I'm sorry to hear of the problems you've been having, and I'll do what I can to help.

PM sent.

chas


----------



## Rickyracer (Sep 28, 2006)

OK, I have to sit down and post an update to this situation, but I'm finding it difficult to stay off my bike long enough to do so I'll make it short...

All of the stories I heard and read about regarding LOOK's great customer service (prior to the purchase of my first LOOK) rang true last week. 
I had a problem.
LOOK initially faltered.
I brought it to their attention.
They fixed it. 

It turns out, Chas is a stand up guy. LOOK is a stand up company. :thumbsup: 

We all mess up, but it's the way you recover that tells the tale. 

I want to thank Chas for his attention and effort he puts forth on these forums. It's VERY comforting to know there is a representative that is willing to make things right.

(Pointing dataset excerpts)
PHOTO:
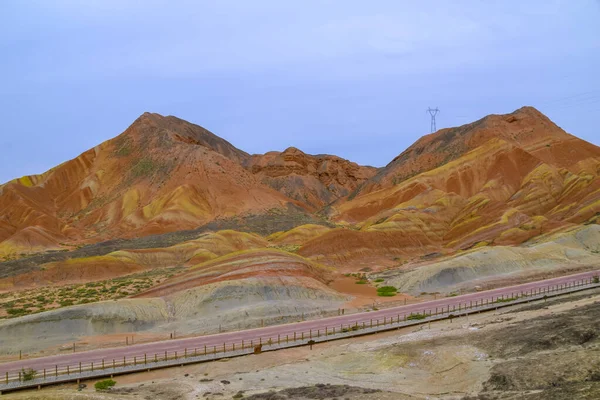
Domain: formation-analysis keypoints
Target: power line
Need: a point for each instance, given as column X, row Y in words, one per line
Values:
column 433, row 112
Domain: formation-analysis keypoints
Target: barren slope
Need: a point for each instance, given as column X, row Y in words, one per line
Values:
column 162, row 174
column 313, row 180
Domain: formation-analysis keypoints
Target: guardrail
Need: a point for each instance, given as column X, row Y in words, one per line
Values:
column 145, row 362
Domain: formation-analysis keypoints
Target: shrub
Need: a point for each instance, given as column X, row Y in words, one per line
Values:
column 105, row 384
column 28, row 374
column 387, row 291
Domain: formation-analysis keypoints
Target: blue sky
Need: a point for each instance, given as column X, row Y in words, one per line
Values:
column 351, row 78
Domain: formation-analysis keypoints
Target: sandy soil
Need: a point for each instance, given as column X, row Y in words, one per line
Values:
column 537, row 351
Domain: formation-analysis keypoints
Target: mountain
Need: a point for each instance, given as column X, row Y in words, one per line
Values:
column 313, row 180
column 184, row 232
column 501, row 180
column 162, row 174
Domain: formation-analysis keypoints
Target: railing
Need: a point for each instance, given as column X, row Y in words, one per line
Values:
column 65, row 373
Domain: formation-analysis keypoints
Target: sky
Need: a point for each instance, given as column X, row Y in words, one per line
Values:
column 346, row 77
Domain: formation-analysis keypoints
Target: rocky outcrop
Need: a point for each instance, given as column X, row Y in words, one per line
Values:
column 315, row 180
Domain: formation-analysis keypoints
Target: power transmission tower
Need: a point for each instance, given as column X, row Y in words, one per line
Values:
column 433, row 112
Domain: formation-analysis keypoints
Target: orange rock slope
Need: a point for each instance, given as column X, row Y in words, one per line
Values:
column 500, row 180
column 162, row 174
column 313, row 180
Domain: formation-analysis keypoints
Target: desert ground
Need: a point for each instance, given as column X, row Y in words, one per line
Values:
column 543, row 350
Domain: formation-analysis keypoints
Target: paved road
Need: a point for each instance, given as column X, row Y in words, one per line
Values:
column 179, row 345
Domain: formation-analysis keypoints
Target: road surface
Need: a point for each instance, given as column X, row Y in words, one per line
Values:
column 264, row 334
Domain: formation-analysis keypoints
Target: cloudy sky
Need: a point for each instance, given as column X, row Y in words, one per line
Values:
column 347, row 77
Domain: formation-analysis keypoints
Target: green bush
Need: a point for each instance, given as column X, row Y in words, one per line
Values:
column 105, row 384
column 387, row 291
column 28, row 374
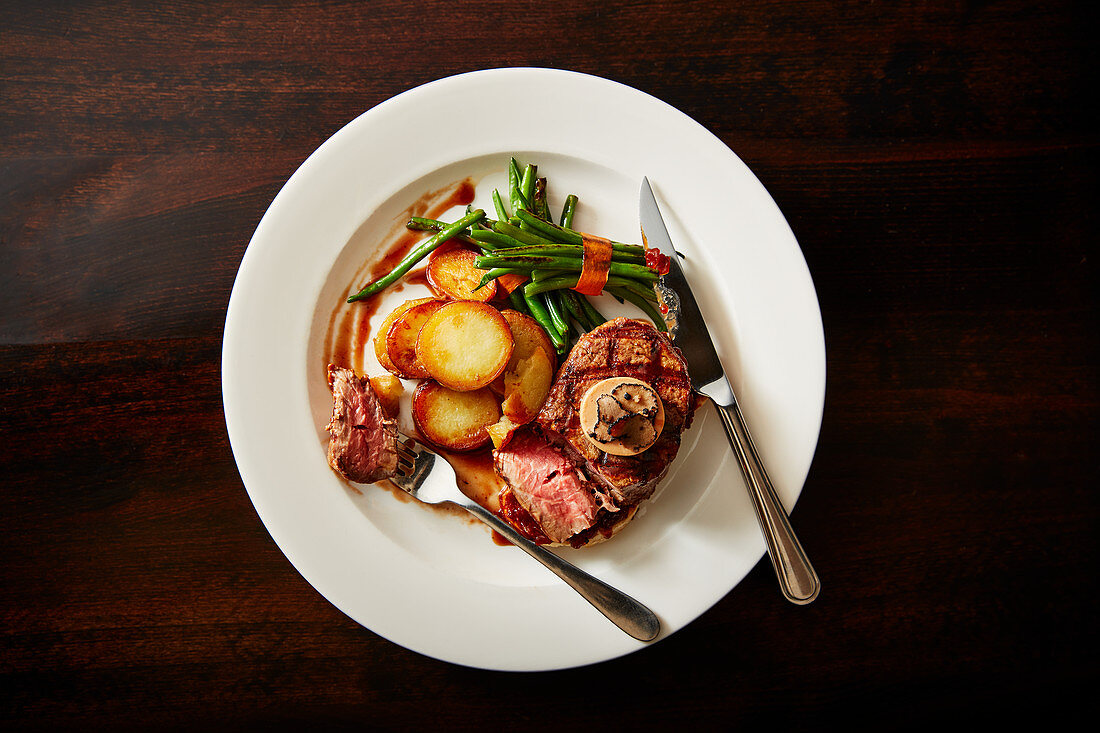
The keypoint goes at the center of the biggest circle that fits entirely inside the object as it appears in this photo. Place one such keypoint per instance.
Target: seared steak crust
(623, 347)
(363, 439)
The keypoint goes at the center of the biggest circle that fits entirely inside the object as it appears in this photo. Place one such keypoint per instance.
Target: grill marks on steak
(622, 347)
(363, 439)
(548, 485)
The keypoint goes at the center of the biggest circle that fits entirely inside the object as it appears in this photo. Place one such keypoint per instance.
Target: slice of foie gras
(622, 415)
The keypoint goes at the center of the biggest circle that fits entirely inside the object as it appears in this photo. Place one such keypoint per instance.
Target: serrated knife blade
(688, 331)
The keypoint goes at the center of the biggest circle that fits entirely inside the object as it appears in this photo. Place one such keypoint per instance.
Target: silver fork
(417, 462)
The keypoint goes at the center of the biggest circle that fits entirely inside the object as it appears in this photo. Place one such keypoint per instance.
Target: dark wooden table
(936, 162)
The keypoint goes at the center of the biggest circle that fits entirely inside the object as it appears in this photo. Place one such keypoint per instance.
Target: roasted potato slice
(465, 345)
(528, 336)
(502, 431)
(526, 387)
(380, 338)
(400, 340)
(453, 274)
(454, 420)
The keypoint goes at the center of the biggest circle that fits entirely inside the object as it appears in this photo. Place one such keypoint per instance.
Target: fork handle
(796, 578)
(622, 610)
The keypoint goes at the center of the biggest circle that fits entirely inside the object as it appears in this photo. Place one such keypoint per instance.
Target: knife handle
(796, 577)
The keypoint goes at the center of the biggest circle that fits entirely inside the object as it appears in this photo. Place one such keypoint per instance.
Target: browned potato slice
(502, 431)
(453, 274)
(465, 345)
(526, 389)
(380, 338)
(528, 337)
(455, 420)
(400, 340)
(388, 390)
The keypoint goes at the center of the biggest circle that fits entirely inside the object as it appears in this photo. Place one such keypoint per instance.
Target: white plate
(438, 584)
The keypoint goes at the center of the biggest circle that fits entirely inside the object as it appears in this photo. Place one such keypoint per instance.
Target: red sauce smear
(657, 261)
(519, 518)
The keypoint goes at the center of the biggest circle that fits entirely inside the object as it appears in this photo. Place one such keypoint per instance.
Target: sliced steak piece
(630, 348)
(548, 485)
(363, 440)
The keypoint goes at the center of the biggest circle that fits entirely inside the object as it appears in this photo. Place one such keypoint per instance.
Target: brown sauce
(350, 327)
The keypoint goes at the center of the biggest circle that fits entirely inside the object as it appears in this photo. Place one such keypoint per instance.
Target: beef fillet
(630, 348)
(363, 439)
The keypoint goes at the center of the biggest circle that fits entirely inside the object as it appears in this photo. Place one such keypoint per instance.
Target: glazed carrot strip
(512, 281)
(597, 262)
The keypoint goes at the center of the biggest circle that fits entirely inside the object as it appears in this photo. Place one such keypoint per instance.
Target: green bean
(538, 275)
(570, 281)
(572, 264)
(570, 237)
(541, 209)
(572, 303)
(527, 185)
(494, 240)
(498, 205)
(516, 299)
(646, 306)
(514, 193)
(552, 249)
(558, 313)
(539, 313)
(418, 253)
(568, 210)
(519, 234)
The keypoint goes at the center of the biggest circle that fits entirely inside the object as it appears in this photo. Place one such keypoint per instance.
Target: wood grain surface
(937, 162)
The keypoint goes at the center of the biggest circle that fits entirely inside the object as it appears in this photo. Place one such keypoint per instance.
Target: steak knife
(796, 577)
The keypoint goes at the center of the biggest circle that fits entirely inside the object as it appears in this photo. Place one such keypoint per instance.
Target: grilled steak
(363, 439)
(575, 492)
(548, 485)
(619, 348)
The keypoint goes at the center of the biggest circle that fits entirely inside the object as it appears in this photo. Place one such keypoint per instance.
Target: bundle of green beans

- [TO BE DONE]
[a] In the forum thread about LOOK's customer service, rewrite the part that opens with the words containing "They fixed it." and closes with "tells the tale.", putting "story" in place of "tale".
[b] Extend the forum thread about LOOK's customer service, picking up right after its last sentence.

- [ANSWERS FOR THE EXERCISE]
[a]
They fixed it. 

It turns out, Chas is a stand up guy. LOOK is a stand up company. :thumbsup: 

We all mess up, but it's the way you recover that tells the story.

[b]
And last but not least, I can't tell you how important it was to have this resolved before the Labor Day weekend.

THANK YOU!


----------



## cbuchanan (Mar 6, 2006)

I absolutely love hearing stories of great customer service like this. 

Great to hear that it was taken care of. :thumbsup:


----------



## Ride-Fly (Mar 27, 2002)

Concur!!! Love hearing about great customer service. Love that LOOK has such exemplary CS. That is why I want a LOOK 585U or 595 in white. I really like the white 595 but still not biting on the ISP.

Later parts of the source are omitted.